(Bounding box data excerpts)
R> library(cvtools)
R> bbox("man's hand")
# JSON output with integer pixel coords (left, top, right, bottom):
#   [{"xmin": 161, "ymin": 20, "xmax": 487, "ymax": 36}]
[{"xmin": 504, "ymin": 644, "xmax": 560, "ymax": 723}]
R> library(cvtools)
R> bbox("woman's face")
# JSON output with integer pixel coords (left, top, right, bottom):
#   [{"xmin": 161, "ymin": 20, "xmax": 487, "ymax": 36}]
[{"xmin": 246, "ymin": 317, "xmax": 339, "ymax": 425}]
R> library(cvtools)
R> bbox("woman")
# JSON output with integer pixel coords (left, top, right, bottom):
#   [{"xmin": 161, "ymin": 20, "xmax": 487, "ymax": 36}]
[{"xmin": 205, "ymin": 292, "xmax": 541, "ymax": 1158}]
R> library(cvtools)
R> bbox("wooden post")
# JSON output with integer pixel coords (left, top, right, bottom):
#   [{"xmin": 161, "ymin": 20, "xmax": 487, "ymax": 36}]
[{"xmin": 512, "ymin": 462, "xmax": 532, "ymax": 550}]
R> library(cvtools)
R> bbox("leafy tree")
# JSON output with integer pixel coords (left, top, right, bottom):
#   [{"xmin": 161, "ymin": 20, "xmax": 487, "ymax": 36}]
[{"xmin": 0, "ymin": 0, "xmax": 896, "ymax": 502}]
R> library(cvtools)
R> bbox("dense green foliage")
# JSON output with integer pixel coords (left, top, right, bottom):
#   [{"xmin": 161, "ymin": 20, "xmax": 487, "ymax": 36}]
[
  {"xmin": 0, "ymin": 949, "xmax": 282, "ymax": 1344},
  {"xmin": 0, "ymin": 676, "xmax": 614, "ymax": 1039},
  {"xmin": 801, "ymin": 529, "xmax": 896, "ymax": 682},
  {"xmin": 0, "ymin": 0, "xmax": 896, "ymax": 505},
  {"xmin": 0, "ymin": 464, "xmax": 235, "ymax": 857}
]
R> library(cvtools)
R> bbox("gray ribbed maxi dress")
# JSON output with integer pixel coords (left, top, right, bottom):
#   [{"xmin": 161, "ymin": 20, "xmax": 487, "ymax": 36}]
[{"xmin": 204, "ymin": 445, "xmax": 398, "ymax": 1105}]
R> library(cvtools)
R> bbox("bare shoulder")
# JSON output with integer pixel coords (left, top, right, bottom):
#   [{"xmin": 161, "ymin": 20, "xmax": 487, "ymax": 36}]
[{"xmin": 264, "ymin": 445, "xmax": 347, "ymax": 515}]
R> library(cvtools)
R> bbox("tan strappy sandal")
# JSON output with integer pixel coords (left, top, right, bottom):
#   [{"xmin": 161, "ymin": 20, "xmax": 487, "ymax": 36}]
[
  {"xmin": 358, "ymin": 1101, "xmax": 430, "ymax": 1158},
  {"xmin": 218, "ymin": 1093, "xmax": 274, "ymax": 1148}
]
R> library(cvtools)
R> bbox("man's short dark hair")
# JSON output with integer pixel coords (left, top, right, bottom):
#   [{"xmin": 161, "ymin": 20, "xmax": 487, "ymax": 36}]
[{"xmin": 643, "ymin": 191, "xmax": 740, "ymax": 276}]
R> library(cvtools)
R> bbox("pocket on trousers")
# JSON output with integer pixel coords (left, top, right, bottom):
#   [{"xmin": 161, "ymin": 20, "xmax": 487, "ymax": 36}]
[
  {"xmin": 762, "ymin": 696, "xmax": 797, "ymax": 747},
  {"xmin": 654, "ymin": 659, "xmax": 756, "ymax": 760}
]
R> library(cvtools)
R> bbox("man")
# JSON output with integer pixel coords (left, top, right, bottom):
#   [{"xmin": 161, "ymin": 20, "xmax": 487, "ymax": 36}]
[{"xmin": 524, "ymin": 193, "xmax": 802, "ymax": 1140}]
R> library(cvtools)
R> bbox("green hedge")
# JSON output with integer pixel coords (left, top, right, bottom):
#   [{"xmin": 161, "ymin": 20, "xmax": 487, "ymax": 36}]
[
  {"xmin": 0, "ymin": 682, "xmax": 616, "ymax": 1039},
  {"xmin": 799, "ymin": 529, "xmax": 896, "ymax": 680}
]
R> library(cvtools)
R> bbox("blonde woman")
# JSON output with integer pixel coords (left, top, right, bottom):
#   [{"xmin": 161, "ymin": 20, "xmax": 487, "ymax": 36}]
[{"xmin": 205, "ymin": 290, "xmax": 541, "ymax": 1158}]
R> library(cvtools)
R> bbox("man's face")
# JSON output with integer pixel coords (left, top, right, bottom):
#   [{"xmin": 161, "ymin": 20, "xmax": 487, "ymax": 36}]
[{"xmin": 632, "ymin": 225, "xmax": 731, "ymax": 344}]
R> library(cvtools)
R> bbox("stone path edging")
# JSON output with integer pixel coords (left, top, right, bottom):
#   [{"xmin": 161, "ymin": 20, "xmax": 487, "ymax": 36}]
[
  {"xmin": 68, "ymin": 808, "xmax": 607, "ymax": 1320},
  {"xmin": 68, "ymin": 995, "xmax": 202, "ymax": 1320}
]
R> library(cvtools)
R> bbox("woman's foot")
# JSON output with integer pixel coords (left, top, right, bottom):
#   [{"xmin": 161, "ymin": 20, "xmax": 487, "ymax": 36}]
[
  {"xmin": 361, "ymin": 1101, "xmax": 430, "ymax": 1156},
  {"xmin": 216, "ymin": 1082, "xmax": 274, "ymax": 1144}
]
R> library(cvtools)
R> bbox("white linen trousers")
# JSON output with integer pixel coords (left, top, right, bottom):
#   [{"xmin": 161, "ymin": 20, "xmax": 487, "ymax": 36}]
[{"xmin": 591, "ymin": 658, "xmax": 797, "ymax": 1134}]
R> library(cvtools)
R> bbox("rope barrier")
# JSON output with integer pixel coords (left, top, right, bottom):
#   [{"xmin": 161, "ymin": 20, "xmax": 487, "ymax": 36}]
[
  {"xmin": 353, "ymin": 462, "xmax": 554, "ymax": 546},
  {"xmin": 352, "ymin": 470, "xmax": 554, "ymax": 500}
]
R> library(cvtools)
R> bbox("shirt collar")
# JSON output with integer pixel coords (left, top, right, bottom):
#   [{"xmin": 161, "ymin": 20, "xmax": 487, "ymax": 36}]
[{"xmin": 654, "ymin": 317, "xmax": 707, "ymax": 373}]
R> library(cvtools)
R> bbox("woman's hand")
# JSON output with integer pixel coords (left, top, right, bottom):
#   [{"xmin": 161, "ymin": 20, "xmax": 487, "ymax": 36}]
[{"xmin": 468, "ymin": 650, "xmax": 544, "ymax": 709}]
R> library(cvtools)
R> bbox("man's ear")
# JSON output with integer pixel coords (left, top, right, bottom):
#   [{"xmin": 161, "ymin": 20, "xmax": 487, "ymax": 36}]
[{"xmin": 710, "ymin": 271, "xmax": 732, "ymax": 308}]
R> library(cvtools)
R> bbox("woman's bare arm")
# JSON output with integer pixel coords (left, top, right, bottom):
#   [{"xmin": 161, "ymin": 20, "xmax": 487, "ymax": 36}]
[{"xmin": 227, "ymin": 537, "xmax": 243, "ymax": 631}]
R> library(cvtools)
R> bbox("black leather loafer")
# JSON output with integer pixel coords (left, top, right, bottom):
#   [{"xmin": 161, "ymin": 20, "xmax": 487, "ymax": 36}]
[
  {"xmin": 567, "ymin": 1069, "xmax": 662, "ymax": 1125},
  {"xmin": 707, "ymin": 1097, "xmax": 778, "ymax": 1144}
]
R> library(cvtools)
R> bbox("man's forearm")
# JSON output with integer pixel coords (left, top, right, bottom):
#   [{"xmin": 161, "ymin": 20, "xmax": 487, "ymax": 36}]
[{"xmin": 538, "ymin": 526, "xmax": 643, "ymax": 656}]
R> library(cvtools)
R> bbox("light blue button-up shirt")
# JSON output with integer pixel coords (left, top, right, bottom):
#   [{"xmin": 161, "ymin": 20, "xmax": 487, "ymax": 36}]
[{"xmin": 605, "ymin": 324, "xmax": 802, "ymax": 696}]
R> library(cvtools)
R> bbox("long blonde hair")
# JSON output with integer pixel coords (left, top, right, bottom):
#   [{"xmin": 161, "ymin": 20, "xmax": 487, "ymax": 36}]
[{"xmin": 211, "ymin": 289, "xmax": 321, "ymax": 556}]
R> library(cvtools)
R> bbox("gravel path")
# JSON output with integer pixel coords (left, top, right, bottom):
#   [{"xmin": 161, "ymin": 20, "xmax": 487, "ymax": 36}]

◆ Goal: Show each line of the rows above that contains the string "path", treating uppercase and lowercase letters as different.

◆ Expected output:
R> bbox("stone path edging")
R> bbox("gravel path")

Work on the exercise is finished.